PROVIDED PASSAGE:
------------------------
• global threats to health (including pandemics, emerging infections, bioterrorism, natural disasters, and climate change);

  • workforce shortages;

  • the crumbling public health infrastructure;

  • social, environmental, and behavioral factors affecting health; and

  • health disparities and the needs of vulnerable populations.

The review of the nation’s top health challenges cannot begin with a blank slate; it must take into account HHS’s ongoing responsibilities and legislated commitments and should incorporate contributions from many quarters. It should include the White House and Congress, state government, the private sector, and a small number of individuals with unique perspectives, such as the head of the World Health Organization, or leading scientists and innovators.

Within the administration, the process of identifying the nation’s top health challenges needs to be a team effort involving the White House and leaders of other cabinet-level departments (Warshaw, 1996). Many federal departments have major health programs (see Box 2-1), and some health challenges—such as improving the response to national emergencies—cross traditional department jurisdictions. Much is to be gained by closer collaboration between HHS and other departments—such as Homeland Security—and agencies, such as the Social Security Administration or Environmental Protection Agency—whose actions greatly affect the health of the public.
------------------------
WHAT YOU HAVE TO DO:
Please print the entire passage on the nation's top health challenges word for word. The items after this passage aren't needed for the task.

INPUT DATA:
------------------------
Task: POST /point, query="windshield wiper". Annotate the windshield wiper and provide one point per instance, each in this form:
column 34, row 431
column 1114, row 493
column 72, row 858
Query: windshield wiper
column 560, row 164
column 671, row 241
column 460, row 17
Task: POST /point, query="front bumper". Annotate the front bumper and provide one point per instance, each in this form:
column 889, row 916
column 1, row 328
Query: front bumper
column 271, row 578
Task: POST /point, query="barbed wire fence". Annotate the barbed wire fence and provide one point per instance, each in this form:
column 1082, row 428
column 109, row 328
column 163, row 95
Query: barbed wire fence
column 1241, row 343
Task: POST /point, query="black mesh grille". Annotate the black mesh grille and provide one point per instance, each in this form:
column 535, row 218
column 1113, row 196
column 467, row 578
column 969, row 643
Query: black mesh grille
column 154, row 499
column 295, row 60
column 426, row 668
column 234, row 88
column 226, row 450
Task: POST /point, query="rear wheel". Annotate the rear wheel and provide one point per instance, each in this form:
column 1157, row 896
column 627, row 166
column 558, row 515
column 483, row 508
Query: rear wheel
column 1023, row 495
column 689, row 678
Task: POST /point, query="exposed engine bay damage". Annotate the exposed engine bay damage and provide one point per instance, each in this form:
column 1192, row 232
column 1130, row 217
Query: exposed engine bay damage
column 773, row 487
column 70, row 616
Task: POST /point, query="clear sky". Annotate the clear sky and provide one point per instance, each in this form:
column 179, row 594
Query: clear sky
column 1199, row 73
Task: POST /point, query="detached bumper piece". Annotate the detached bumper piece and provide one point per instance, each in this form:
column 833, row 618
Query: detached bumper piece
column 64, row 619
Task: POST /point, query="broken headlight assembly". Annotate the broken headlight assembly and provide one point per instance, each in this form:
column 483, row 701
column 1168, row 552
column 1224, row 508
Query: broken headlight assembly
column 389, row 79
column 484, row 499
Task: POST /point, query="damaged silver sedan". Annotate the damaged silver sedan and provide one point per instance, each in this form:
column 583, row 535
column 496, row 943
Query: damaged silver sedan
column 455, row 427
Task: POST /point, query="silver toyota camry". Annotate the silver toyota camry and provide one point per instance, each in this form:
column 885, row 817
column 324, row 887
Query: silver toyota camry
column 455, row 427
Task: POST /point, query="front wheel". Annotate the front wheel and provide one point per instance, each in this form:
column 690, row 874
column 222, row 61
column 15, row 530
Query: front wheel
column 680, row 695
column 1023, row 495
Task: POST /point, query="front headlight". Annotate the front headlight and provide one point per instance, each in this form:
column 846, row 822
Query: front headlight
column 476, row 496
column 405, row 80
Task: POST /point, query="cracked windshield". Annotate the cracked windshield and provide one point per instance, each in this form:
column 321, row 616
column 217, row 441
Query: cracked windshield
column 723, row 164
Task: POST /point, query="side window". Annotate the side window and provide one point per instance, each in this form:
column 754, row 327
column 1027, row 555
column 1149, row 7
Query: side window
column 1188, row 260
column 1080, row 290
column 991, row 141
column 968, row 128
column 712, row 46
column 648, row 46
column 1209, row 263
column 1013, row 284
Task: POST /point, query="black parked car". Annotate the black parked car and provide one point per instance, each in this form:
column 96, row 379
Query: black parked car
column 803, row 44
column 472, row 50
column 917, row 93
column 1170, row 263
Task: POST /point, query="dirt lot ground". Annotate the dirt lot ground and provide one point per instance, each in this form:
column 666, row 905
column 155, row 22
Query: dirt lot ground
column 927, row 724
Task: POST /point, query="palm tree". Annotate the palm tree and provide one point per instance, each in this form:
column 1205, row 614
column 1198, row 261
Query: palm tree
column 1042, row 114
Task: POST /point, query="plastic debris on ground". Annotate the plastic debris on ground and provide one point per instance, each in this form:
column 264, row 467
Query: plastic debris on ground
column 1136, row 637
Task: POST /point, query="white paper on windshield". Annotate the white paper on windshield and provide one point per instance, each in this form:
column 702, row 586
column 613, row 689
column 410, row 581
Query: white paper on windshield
------------------------
EXERCISE SOLUTION:
• global threats to health (including pandemics, emerging infections, bioterrorism, natural disasters, and climate change);

  • workforce shortages;

  • the crumbling public health infrastructure;

  • social, environmental, and behavioral factors affecting health; and

  • health disparities and the needs of vulnerable populations.

The review of the nation’s top health challenges cannot begin with a blank slate; it must take into account HHS’s ongoing responsibilities and legislated commitments and should incorporate contributions from many quarters. It should include the White House and Congress, state government, the private sector, and a small number of individuals with unique perspectives, such as the head of the World Health Organization, or leading scientists and innovators.

Within the administration, the process of identifying the nation’s top health challenges needs to be a team effort involving the White House and leaders of other cabinet-level departments (Warshaw, 1996). Many federal departments have major health programs (see Box 2-1), and some health challenges—such as improving the response to national emergencies—cross traditional department jurisdictions. Much is to be gained by closer collaboration between HHS and other departments—such as Homeland Security—and agencies, such as the Social Security Administration or Environmental Protection Agency—whose actions greatly affect the health of the public.